• INFORMATION SUPPLIED:
#####

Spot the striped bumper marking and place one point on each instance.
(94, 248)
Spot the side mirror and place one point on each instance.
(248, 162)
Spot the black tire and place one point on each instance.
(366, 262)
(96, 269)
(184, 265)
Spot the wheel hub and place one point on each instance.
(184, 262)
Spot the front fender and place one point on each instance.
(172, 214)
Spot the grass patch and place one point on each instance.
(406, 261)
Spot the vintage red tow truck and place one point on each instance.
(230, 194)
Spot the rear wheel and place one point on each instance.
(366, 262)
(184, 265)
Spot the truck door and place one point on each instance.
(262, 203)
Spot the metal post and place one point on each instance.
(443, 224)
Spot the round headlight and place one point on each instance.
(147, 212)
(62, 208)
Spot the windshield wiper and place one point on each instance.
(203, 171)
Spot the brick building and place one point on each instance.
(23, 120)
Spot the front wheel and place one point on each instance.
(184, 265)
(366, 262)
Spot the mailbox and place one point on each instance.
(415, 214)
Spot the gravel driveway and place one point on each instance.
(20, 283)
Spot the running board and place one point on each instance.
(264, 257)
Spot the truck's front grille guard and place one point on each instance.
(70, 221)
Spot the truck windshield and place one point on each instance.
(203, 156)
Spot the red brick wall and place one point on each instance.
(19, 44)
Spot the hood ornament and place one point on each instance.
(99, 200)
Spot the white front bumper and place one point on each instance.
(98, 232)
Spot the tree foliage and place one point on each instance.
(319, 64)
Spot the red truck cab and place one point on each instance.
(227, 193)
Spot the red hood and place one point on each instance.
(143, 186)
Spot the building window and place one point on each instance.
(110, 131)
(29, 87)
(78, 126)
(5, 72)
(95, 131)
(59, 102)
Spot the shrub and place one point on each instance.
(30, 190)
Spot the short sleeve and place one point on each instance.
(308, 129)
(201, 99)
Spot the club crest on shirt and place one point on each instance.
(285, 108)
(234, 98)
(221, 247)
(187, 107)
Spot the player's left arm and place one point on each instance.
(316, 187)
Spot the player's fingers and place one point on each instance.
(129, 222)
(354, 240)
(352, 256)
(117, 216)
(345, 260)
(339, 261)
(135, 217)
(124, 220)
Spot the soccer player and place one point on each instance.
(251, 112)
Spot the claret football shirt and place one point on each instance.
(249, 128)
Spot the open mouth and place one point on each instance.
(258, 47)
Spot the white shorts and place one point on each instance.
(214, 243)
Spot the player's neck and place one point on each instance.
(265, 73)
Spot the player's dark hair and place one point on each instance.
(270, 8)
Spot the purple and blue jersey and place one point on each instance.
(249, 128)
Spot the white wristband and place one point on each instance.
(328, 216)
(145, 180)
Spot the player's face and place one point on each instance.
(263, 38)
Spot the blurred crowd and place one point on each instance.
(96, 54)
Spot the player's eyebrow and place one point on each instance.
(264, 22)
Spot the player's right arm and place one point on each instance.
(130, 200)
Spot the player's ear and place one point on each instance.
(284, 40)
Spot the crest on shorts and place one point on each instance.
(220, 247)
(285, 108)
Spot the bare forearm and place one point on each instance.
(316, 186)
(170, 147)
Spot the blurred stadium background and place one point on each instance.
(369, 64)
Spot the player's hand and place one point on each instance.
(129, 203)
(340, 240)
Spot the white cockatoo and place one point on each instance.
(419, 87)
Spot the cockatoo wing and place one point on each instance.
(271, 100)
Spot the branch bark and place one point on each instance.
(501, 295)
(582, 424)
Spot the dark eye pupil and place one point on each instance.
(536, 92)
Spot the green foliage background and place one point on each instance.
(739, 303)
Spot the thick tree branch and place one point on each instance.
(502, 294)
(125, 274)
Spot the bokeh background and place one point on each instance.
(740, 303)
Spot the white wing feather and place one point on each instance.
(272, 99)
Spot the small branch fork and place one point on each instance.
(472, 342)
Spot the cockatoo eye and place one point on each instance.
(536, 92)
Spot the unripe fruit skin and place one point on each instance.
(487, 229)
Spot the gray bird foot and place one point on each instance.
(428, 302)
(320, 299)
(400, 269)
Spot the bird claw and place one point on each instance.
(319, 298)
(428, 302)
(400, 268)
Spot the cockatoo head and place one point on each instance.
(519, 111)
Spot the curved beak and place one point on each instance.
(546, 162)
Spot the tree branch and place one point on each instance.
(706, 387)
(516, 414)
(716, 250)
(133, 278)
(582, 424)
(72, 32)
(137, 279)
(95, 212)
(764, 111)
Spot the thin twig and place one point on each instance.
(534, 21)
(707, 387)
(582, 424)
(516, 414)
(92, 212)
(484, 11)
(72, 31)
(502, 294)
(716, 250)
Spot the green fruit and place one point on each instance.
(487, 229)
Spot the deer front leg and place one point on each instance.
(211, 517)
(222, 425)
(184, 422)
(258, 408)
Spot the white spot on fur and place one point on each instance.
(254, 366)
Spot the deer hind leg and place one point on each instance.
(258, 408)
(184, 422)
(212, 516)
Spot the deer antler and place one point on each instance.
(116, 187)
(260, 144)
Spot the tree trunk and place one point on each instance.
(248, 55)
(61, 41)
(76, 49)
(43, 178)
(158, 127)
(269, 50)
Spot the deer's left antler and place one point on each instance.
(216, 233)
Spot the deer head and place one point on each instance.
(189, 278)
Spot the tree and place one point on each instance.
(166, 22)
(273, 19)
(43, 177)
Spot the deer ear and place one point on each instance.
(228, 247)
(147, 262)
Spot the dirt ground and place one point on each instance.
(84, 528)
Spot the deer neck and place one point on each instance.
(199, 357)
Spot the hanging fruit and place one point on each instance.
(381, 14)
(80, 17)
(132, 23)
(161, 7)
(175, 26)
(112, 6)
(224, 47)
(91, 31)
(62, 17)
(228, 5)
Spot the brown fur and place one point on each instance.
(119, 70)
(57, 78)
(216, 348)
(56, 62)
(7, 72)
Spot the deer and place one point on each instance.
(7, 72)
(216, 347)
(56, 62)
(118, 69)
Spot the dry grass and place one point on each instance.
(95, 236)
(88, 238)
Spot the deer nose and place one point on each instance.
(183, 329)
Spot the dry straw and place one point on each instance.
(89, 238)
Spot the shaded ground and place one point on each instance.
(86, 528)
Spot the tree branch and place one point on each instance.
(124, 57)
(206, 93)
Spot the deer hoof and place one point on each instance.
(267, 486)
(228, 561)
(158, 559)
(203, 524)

#####

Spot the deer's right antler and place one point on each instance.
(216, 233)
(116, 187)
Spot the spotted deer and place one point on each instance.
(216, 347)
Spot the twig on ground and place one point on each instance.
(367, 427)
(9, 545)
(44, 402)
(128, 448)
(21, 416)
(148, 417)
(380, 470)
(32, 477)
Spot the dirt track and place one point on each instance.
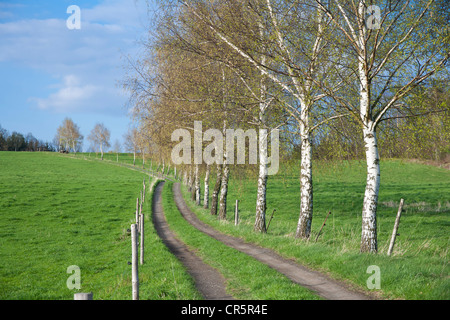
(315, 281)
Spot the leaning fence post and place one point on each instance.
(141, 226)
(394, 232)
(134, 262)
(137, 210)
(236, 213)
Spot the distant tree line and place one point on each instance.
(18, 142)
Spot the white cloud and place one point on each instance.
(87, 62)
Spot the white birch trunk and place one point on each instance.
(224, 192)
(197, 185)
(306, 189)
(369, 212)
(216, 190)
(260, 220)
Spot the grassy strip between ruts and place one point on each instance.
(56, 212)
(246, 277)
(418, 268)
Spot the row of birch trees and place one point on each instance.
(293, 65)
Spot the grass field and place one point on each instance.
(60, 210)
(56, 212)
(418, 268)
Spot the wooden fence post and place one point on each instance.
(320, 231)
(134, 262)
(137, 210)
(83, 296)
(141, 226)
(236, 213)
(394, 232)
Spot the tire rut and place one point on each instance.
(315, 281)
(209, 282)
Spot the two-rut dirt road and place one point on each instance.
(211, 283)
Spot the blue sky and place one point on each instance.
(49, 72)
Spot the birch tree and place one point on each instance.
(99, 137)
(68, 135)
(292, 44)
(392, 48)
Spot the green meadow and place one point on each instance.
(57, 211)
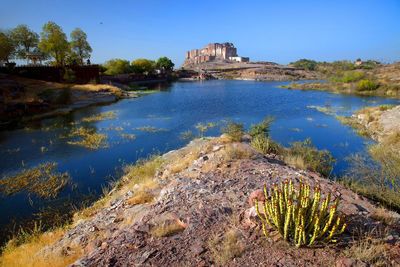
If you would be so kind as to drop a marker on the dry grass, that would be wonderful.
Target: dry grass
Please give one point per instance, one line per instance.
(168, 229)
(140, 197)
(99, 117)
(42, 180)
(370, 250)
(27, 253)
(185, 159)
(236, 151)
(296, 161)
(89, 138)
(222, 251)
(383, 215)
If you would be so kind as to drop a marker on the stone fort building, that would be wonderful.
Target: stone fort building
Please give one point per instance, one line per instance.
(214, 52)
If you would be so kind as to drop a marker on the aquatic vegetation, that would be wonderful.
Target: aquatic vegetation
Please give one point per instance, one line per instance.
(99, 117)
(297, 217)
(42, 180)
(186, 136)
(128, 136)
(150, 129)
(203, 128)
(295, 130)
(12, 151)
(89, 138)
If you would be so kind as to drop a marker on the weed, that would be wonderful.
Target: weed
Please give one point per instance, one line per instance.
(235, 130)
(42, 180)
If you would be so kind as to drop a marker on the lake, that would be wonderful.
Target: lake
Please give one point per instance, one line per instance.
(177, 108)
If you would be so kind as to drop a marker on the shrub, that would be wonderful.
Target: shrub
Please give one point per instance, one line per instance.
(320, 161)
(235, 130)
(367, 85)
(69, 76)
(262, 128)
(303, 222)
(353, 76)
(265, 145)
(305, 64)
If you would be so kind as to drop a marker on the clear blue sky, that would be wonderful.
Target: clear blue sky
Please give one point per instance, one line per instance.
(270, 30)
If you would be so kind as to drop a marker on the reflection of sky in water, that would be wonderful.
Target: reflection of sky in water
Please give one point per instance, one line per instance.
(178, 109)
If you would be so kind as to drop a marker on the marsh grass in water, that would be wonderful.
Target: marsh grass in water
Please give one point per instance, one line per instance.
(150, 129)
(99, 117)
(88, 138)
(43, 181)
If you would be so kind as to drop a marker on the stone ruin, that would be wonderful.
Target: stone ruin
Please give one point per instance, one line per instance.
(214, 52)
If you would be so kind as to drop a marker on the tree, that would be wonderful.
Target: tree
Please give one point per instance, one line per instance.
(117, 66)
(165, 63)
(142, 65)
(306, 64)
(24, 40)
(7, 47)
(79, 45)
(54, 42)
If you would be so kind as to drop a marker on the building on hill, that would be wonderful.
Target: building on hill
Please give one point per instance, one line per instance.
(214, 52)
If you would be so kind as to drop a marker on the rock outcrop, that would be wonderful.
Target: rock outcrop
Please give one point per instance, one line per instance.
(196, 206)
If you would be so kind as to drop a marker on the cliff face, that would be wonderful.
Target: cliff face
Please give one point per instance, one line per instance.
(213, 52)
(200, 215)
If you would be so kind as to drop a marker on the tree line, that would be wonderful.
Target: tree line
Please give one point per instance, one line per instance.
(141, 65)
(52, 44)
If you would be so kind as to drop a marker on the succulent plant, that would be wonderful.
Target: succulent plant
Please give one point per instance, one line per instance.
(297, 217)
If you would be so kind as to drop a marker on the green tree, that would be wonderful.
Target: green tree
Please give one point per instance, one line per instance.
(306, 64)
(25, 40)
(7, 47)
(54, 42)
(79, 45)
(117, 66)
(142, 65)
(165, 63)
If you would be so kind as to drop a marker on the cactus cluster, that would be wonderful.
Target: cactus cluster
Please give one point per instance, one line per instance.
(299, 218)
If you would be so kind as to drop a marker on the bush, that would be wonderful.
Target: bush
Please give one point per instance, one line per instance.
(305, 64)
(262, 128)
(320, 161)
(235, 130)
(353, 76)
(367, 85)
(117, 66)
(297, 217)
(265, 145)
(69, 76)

#####

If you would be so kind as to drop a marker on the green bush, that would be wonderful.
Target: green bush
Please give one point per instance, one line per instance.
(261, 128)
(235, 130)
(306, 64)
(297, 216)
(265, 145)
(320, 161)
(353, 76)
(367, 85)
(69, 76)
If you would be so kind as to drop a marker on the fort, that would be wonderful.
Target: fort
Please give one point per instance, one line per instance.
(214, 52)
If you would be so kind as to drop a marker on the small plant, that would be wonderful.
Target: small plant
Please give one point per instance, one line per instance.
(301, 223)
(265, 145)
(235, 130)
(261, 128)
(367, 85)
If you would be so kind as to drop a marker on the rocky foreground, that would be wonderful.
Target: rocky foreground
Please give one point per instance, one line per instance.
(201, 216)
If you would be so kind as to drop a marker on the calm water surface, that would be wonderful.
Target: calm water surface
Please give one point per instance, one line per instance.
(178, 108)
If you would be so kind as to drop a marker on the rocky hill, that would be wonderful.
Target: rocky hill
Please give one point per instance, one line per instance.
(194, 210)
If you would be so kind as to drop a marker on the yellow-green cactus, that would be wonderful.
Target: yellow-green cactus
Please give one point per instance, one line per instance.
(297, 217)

#####

• EXERCISE INSTRUCTIONS: Only the lines from the one containing "vegetation, that would be wonderful." through the one containing "Target: clear blue sky" are to be retyped, both boundary lines included, with no other material.

• ANSWER FOR THE TASK:
If you would be so kind as to drop a marker on the aquatic vegetation, that would be wonderful.
Target: aquatic vegetation
Please give one point per instance, one line per instance.
(99, 117)
(297, 217)
(42, 180)
(186, 136)
(128, 136)
(150, 129)
(203, 128)
(295, 130)
(12, 151)
(89, 138)
If you would be so kind as to drop a marker on the weed, that would be wonderful.
Target: weed
Please give one point per instance, one line per instance.
(235, 130)
(42, 180)
If you would be so kind as to drop a marker on the lake, that would be wonderful.
Target: lake
Please give one point per instance, one line per instance.
(177, 108)
If you would be so kind as to drop a marker on the shrub, that would be wonderful.
Target: shrub
Please give one point per instance, one line per instance.
(320, 161)
(235, 130)
(367, 85)
(69, 76)
(262, 128)
(303, 222)
(353, 76)
(265, 145)
(305, 64)
If you would be so kind as to drop a marker on the clear blue sky, that would be wonderful.
Target: clear blue sky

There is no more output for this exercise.